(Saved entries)
>> begin

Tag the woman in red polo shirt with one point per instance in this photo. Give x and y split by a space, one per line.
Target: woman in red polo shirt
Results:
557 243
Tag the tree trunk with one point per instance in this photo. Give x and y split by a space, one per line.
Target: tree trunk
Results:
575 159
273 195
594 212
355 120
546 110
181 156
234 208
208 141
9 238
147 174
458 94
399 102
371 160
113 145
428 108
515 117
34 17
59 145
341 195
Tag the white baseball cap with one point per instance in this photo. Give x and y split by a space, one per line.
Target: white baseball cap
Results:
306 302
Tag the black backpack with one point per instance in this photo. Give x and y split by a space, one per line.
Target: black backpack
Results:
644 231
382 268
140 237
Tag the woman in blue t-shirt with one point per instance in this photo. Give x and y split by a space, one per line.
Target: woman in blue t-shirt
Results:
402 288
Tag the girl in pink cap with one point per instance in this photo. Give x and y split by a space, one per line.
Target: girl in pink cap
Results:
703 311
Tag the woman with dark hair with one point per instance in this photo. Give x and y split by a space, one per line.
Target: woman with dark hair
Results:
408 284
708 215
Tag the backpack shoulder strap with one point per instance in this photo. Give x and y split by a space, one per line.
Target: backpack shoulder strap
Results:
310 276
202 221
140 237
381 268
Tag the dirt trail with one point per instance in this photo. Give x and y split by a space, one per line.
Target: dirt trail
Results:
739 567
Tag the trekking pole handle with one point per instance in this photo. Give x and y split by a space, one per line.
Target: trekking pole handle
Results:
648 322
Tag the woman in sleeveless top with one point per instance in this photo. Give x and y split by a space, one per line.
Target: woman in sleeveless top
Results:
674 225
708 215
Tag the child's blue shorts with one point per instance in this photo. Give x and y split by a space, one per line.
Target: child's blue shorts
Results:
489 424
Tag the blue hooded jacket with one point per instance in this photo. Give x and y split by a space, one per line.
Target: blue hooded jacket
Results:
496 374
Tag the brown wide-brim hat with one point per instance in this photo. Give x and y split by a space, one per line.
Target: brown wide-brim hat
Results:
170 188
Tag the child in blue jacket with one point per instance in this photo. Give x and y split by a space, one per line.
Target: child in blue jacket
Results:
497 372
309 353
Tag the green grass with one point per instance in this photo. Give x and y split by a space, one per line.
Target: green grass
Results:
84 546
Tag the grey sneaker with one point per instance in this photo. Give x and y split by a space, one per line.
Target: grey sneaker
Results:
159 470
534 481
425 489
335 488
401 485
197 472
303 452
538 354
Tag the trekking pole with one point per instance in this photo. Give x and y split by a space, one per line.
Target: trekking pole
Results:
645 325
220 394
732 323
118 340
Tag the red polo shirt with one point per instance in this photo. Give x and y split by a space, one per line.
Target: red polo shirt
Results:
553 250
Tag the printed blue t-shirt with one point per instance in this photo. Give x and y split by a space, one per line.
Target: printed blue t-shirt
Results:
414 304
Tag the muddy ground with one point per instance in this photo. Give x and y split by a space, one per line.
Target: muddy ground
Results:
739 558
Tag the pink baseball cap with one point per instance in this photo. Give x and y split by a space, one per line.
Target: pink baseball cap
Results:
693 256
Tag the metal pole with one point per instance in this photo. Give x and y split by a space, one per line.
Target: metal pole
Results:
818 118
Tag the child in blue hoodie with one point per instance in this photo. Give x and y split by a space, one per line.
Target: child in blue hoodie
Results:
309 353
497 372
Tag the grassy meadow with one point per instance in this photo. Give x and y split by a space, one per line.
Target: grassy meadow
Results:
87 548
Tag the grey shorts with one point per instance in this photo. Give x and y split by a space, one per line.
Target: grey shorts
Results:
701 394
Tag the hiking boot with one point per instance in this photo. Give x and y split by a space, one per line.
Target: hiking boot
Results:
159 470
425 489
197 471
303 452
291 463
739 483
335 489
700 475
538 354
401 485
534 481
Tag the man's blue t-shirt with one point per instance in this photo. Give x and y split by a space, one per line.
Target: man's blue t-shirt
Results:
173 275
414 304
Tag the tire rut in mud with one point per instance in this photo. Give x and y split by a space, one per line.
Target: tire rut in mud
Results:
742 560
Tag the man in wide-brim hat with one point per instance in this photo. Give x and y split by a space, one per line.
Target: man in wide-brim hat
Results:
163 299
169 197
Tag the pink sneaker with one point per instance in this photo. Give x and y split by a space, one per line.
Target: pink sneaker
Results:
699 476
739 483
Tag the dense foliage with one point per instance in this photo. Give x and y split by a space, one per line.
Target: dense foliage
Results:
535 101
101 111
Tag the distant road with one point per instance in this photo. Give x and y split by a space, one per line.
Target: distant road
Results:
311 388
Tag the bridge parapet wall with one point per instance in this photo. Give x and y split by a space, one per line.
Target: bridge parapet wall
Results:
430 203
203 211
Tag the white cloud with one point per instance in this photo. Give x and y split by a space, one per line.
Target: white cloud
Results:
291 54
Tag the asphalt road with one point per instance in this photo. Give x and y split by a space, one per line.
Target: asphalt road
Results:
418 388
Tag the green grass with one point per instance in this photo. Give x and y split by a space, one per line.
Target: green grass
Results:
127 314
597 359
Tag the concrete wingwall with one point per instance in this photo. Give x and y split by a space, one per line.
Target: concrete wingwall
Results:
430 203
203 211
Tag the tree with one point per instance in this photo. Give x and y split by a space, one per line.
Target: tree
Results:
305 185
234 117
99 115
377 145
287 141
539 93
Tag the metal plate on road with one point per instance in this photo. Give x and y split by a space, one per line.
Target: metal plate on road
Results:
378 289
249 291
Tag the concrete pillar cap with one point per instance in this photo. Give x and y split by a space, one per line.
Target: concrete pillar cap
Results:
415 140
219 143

>> end
>> begin

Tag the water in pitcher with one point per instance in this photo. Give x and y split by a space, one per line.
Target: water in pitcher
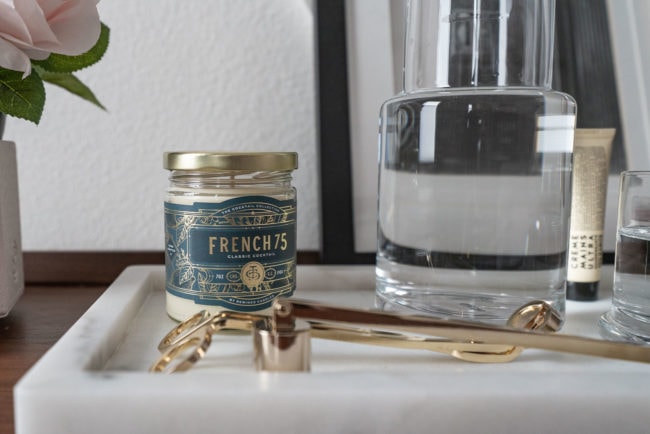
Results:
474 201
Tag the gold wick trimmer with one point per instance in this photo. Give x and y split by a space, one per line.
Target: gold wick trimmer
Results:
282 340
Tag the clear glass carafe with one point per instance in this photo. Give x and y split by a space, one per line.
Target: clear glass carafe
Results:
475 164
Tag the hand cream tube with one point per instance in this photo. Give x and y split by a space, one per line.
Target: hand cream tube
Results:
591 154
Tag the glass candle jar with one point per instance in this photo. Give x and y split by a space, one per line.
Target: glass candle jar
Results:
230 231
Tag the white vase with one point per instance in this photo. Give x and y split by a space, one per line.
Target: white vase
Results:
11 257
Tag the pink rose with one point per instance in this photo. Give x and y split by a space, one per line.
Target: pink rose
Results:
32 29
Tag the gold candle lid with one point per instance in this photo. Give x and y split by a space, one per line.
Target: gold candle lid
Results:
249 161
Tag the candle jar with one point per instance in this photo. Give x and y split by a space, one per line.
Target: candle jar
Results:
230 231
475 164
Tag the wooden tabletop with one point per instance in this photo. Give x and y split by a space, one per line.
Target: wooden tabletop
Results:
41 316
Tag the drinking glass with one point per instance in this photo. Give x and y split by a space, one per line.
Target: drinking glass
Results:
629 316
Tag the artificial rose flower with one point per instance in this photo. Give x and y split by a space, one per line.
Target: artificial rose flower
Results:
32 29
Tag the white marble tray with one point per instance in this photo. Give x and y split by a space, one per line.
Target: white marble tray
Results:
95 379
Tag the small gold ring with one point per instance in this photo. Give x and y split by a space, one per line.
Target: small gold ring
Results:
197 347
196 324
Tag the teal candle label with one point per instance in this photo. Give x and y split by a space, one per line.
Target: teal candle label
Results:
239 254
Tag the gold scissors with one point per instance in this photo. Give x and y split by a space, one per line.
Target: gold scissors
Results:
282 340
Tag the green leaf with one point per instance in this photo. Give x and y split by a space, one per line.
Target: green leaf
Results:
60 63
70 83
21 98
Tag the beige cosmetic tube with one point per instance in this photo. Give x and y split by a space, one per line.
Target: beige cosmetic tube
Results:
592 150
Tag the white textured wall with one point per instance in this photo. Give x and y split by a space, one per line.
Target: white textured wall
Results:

>> end

**The request:**
How many lines in the saved entries above contain the word "ring"? Reply with the number alone.

**The response:**
2